* Begin Record list *

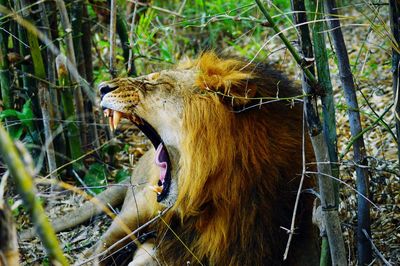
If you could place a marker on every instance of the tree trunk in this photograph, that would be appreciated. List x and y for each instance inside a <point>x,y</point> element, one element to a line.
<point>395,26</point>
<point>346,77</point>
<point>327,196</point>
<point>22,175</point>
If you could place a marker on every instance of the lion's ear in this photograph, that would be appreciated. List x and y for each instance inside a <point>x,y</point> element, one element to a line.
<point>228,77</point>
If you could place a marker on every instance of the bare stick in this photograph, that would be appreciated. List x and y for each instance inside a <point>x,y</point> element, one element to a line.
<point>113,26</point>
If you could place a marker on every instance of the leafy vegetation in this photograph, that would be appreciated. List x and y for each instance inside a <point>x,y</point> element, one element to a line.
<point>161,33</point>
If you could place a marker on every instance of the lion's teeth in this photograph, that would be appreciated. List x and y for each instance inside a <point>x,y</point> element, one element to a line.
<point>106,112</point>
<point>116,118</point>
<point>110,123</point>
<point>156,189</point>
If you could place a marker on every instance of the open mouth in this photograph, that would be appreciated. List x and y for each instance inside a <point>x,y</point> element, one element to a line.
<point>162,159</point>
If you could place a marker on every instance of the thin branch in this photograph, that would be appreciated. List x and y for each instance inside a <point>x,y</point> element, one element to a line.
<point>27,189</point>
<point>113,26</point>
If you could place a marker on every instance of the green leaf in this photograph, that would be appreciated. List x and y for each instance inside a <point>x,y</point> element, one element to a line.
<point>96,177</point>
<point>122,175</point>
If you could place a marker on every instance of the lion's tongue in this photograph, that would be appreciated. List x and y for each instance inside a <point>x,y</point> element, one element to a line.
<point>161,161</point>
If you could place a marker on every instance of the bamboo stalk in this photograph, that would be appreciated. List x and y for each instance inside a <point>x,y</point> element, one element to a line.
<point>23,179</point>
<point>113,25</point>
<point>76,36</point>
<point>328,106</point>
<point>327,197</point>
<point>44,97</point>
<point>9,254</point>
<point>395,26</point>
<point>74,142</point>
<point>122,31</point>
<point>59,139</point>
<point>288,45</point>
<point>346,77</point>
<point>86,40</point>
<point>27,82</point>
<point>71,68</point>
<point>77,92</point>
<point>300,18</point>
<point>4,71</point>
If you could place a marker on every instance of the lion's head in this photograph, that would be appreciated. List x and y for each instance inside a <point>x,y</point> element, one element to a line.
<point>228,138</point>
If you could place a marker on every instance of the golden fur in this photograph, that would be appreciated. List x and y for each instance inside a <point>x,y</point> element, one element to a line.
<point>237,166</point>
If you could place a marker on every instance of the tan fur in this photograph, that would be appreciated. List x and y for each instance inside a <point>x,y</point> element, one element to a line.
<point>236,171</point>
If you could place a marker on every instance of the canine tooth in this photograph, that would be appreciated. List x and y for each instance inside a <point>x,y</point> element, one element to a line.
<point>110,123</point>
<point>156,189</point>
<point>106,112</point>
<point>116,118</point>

* End Record list *
* Begin Record list *

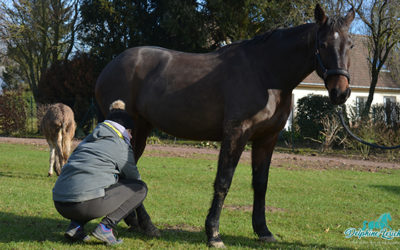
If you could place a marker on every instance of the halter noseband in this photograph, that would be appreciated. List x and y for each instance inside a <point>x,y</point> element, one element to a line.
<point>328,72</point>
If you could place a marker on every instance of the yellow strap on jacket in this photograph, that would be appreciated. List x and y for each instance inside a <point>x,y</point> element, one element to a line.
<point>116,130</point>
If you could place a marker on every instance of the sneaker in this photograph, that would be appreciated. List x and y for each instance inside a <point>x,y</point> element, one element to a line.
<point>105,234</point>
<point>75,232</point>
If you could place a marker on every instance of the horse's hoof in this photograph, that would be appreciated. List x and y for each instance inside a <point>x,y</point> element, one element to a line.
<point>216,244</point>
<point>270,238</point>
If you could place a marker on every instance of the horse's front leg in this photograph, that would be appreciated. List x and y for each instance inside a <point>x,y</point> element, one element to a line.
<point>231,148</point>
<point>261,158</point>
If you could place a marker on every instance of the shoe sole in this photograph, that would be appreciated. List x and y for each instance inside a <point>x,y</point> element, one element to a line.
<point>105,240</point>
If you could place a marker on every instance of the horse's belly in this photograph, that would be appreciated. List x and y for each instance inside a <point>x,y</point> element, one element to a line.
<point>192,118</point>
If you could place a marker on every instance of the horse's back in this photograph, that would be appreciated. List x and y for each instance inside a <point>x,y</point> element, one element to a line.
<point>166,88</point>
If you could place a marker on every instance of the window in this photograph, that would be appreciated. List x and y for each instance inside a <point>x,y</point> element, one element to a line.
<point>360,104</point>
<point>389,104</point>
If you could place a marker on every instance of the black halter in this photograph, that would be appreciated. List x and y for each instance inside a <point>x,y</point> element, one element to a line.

* End Record list *

Requirement — Reproduce verbatim the part of the listing from the line with "of the tree" to the line with "<point>161,33</point>", including both of those lines.

In response —
If you could place a marker on every instance of the tree trunk in this photograph, that would be appreciated. List x and y for each instance inside a <point>x,y</point> element, one element to a line.
<point>395,26</point>
<point>346,77</point>
<point>327,196</point>
<point>22,175</point>
If you could place a marker on every instance of the lion's ear in this photograph, that would be appreciated. List x and y for each instance inside a <point>x,y</point> element, one element to a line.
<point>228,77</point>
If you could place a marker on every instance of the bare stick in this photograph, that would be appreciated. List x and y for each instance inside a <point>x,y</point> element, one element to a line.
<point>113,26</point>
If you could place a marker on every instance of the leafy vegetation in this photograph, that would be appreciated. List x and y for each instance inside a <point>x,y</point> element, one element to a line.
<point>161,33</point>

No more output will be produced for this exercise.